* [WHAT THE TASK REQUIRES] Repeat the entries that appear below, exactly and in full.

* [Records contained in a dataset]
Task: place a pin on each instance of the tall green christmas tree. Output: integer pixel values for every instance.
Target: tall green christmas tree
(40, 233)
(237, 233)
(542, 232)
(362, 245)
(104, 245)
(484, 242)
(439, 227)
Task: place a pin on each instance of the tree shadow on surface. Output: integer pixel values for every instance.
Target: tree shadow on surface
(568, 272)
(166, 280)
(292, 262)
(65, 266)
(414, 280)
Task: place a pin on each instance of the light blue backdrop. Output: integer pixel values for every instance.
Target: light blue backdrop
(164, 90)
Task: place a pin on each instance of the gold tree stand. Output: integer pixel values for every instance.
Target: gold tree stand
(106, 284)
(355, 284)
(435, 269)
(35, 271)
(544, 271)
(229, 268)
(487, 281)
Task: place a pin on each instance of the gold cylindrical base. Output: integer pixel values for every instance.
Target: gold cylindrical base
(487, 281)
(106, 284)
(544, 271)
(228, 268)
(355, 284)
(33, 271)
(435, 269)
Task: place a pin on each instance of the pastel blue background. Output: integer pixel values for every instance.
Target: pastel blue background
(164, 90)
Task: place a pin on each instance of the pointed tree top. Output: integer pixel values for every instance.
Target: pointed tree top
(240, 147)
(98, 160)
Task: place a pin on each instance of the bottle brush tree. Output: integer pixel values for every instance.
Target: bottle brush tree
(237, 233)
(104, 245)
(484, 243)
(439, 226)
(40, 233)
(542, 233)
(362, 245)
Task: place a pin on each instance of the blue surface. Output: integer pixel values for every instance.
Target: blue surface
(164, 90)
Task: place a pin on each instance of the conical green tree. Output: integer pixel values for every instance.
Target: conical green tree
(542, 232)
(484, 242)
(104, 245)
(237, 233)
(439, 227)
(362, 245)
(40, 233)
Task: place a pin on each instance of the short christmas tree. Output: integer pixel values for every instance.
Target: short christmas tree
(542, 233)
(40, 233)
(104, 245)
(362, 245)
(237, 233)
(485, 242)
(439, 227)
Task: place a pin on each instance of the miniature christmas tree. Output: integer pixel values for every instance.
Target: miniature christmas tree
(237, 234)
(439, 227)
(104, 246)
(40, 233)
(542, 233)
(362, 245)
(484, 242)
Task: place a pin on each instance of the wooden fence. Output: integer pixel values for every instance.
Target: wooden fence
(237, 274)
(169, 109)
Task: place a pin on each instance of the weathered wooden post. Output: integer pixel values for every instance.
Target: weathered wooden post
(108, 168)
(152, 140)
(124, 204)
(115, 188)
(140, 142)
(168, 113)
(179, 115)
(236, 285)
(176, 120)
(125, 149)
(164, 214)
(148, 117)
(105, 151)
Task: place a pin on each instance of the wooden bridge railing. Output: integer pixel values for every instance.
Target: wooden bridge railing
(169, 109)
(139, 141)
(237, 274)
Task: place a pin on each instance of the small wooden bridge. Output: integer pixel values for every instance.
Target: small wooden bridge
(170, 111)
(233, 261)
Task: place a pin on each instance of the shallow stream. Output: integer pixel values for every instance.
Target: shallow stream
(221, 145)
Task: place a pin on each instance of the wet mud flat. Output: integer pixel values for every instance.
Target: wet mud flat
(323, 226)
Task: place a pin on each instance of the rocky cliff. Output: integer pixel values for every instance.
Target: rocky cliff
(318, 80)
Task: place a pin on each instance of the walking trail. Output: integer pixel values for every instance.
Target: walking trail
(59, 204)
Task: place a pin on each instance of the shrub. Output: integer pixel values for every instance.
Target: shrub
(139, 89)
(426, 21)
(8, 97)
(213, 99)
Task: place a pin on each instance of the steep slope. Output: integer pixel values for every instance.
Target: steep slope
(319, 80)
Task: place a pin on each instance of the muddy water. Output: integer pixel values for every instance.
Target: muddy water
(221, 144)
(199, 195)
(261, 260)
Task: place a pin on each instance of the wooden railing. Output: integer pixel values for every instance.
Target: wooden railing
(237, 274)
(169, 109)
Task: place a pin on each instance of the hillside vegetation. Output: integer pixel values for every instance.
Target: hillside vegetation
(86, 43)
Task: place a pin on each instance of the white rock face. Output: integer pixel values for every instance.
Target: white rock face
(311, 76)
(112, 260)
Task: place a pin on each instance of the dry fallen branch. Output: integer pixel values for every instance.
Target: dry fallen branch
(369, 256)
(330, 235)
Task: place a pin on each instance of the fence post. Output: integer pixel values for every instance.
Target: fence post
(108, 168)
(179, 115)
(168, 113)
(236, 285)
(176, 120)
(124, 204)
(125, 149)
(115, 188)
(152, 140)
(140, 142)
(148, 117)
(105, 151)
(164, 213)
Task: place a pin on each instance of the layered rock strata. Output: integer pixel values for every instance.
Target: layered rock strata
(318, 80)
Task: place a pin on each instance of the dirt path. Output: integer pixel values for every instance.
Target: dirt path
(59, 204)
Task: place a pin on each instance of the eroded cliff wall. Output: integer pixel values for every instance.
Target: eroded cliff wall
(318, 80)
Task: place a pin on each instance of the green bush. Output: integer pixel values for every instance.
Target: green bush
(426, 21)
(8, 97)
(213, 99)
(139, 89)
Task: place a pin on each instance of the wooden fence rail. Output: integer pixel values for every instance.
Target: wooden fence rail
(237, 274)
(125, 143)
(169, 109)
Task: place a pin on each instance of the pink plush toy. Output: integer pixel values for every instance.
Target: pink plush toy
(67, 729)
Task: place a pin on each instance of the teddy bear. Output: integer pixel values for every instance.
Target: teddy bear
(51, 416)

* [SOLUTION TO THIS EXERCISE]
Task: place a pin on each instance of the tall green christmas tree. Output: integer pixel values for every instance.
Target: tall green christmas tree
(40, 233)
(237, 233)
(542, 232)
(362, 245)
(104, 245)
(484, 242)
(439, 227)
Task: place a pin on each instance of the tree shadow on surface. Output: integer pixel values for every instance.
Target: tree shadow on surface
(568, 272)
(166, 280)
(292, 262)
(65, 266)
(414, 280)
Task: place a pin on each instance of the light blue backdrop. Output: integer pixel values for every instance.
Target: light blue backdrop
(164, 90)
Task: place a pin on each instance of the gold tree stand. Output: integer pixel values for every instance.
Target: gold tree stand
(106, 284)
(355, 284)
(435, 269)
(35, 271)
(544, 271)
(229, 268)
(487, 281)
Task: place a pin on each instance of the gold cylindrical base. Output: integer pixel values for every instance.
Target: gold cylindrical base
(487, 281)
(106, 284)
(544, 271)
(228, 268)
(355, 284)
(33, 271)
(435, 269)
Task: place a pin on each instance of the pastel blue background. Output: integer pixel values for every instance.
Target: pastel blue background
(164, 90)
Task: place a pin on each instance of the pointed tree top. Output: integer pixel values for every instance.
Target: pointed tree top
(240, 147)
(98, 160)
Task: place a pin on each instance of the bottle brush tree. Output: integer pixel values for every instance.
Target: bottle brush tree
(237, 233)
(104, 245)
(484, 243)
(439, 226)
(40, 233)
(542, 233)
(362, 245)
Task: place a pin on each instance of the blue surface. Output: integer pixel values for every instance.
Target: blue surface
(164, 90)
Task: place a pin on each instance of the conical green tree. Output: integer pixel values for every instance.
Target: conical green tree
(542, 232)
(484, 242)
(104, 245)
(237, 233)
(439, 227)
(362, 245)
(40, 233)
Task: place a pin on each instance of the short christmas tree. Output: integer pixel values for every instance.
Target: short christmas tree
(542, 233)
(40, 233)
(104, 245)
(362, 245)
(237, 233)
(485, 242)
(439, 227)
Task: place a pin on each instance of the miniature christmas tree. Output: integer pixel values for every instance.
Target: miniature christmas tree
(237, 234)
(439, 227)
(104, 246)
(40, 233)
(542, 233)
(362, 245)
(484, 242)
Task: place a pin on each instance of the wooden fence. Output: integer pixel values for every instance.
Target: wooden fence
(237, 274)
(169, 109)
Task: place a pin on each instance of the weathered wooden post. Output: integer pixel values for every instance.
Target: weathered wooden post
(108, 168)
(152, 140)
(124, 204)
(115, 188)
(140, 142)
(168, 113)
(179, 115)
(236, 285)
(176, 120)
(125, 149)
(164, 214)
(148, 117)
(105, 151)
Task: place a pin on each instance of the wooden bridge railing. Output: integer pixel values for every instance.
Target: wooden bridge railing
(169, 109)
(139, 141)
(237, 274)
Task: place a pin on each instance of the small wooden bridge. Output: integer pixel values for every instance.
Target: small wooden bridge
(170, 111)
(233, 261)
Task: place a pin on each instance of the shallow stream. Output: integer pixel values for every instance.
Target: shallow stream
(221, 145)
Task: place a pin on each instance of the wet mud flat. Output: integer pixel values for every instance.
Target: wet mud flat
(323, 226)
Task: place a pin on each instance of the rocky cliff. Output: integer pixel values for every instance.
Target: rocky cliff
(318, 80)
Task: place a pin on each instance of the walking trail. Output: integer pixel values for every instance.
Target: walking trail
(59, 204)
Task: place a pin on each instance of the shrub. Output: integer pixel values for every instance.
Target: shrub
(139, 89)
(426, 21)
(8, 97)
(213, 99)
Task: place a pin on each instance of the steep slope. Output: integer pixel values for every instance.
Target: steep slope
(319, 80)
Task: place a pin on each instance of the muddy water. Output: integer pixel values for every instance.
Target: muddy water
(221, 144)
(199, 195)
(261, 260)
Task: place a pin on each instance of the wooden railing. Output: integer pixel values for every instance.
Target: wooden railing
(237, 274)
(169, 109)
Task: place a pin on each instance of the hillside vegetation. Output: integer pixel values for every instance.
Target: hillside vegetation
(86, 43)
Task: place a pin on each instance of the white rock face. Output: integer pixel values for every instance.
Target: white rock face
(311, 76)
(112, 260)
Task: place a pin on each instance of the dry fallen branch. Output: integer pixel values for every instance.
Target: dry fallen branch
(369, 256)
(330, 235)
Task: place a pin on each instance of the fence post. Output: integer pixel values for every instance.
Target: fence post
(108, 168)
(179, 115)
(168, 113)
(236, 285)
(176, 120)
(124, 204)
(125, 149)
(115, 188)
(152, 140)
(140, 142)
(148, 117)
(105, 151)
(164, 213)
Task: place a pin on each instance of the layered rock strata. Output: integer pixel values for every instance.
Target: layered rock strata
(318, 80)
Task: place a pin on each instance of the dirt path. Output: integer pixel values for every instance.
Target: dirt path
(59, 204)
Task: place a pin on each instance of the eroded cliff wall. Output: integer pixel values for every instance.
Target: eroded cliff wall
(318, 80)
Task: place a pin on each instance of the green bush. Output: integer pixel values for every instance.
Target: green bush
(426, 21)
(8, 97)
(213, 99)
(139, 89)
Task: place a pin on each instance of the wooden fence rail. Output: integer pixel values for every instance.
Target: wooden fence rail
(237, 274)
(125, 143)
(169, 109)
Task: place a pin on each instance of the pink plush toy. Output: integer pixel values for every instance.
Target: pink plush toy
(67, 729)
Task: place a pin on each instance of the teddy bear. Output: integer pixel values for every instance.
Target: teddy bear
(51, 416)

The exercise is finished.